***** EXTRACT

We wanted to expand our system and upgrade from 1.4.4 to 1.6. Our system is
- 6 logstash boxen (using node protocol)
- 5 es data nodes (32G RAM/1.6TB)
- 1 es no-data no-master (http frontend)
- 5 shard/1 replica
- 7 daily indices (so 70 shards per day)/ ~30 days retention
- 5.5 TB total storage used
We started by adding four 1.6 nodes to the cluster. Things went ok with some strange unbalanced shard distribution and periods of no data ingestion overnite. We closed a majority of the indices then moved the original nodes from 1.4.4. to 1.6.
When we started re-opening indices (several at once), es node load went thru the roof and ingestion of data stopped. Data ingestion would not resume until all shards were allocated, initialized, and the subsequent re-allocation activity was complete. We were using kopf as the indicator of these operations.
We used the kopf "cluster settings" page to manipulate parameters:
- routing: concurrent_rebalance, concurrent_recoveries
- recovery: concurrent_streams, max_bytes_per_sec
At the end as were using:
- concurrent_rebalance=1, concurrent_recoveries=10
- concurrent_streams=3, max_bytes_per_sec=200M
... and the cluster just would NOT ingest data until all the shard processing was complete.
I have seen performance degradation around addition/deletion of nodes, but this just seemed SO finicky, unexpected, and mildly concerning. We just were not aware of this level of impact.
I have tried to balance info with brevity. I'm hoping that its best to provide any add'l info in response to questions or hits from more informed users.
thx so much. and thx to the elastic team: awesome stuff!

**********

**YOUR GOAL**
In the forum post above, what value was max_bytes_per_sec set to by the end?

***** MATERIAL PROVIDED

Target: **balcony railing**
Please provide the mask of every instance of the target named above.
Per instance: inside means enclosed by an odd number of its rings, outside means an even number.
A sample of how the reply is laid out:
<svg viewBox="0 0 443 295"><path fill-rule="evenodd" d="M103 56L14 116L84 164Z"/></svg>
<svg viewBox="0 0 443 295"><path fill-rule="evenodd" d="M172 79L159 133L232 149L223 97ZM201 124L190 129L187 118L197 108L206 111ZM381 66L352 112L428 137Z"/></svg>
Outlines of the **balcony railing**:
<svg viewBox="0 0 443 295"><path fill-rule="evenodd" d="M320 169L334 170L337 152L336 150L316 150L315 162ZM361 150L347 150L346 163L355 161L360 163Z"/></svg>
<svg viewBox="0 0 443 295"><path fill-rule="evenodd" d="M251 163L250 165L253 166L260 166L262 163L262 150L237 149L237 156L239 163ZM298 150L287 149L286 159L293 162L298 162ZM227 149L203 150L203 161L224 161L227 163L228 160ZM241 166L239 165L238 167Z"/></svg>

**********

**RIGHT ANSWER**
200M